Text block -
================================

Shortages are being felt much more widely due to absences during a pandemic that is testing educators like no other stretch of their careers.
Credit: Associated Press/Matt Rourke
Kerry Mulvihill, a science teacher at Gerald Huesken Middle School poses for a portrait in Lancaster, Pa., Tuesday, Feb. 1, 2022. Mulvihill said only five people applied for an 8th-grade science position this fall and none of them made it to the interview stage. Two special education teachers recently resigned in the middle of the year, a formerly rare occurrence during her 25 years as a teacher, she said. “We really have a crisis,” Mulvihill said. “Now, I’m like, oh my golly. I’m begging people, hold in, hold in, we need quality people, for sure. We can’t all retire at the same time.”

PENNSYLVANIA, USA — U.S. school administrators dealing with pandemic-driven teacher shortages are getting creative to keep their classrooms staffed.

================================

About this task - Continue the news report on pandemic-driven teacher shortages from its final sentence onward.

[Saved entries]
================================

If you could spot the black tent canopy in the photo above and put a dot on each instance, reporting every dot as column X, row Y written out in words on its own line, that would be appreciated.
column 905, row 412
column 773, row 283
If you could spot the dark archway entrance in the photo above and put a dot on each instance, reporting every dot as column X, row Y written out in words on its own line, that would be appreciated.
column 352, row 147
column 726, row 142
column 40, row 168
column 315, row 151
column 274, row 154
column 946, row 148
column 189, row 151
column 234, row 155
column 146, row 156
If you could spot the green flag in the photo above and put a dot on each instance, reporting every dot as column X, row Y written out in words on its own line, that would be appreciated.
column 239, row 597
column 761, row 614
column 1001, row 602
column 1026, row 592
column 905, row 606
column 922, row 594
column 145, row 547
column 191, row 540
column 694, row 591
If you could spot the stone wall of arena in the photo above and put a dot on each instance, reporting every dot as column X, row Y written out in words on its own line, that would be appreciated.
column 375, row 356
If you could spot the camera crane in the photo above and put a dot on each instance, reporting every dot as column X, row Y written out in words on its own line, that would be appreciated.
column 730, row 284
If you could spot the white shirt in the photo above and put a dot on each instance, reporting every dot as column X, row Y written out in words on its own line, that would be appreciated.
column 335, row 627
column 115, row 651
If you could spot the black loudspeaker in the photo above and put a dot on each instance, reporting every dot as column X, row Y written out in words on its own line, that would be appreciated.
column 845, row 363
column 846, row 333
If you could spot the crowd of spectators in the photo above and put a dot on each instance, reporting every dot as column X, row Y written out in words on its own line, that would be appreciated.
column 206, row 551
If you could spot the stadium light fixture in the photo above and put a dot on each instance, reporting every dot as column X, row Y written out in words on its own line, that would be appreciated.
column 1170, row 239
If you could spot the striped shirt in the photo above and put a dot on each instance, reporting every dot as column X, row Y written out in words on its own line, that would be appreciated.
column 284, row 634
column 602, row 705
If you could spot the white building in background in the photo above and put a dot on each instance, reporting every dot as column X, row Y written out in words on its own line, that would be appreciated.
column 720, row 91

================================

Task result -
But some experts are warning there are longer-term problems with the teacher pipeline that cannot be solved with emergency substitutes, bonuses and loosened qualifications.

Shortages are being felt much more widely due to absences during a pandemic that is testing educators like no other stretch of their careers, raising fears of many more leaving the profession.

To address the problem, states are raising salaries, seeking more teachers outside formal training programs, and pursuing other strategies to develop more educators.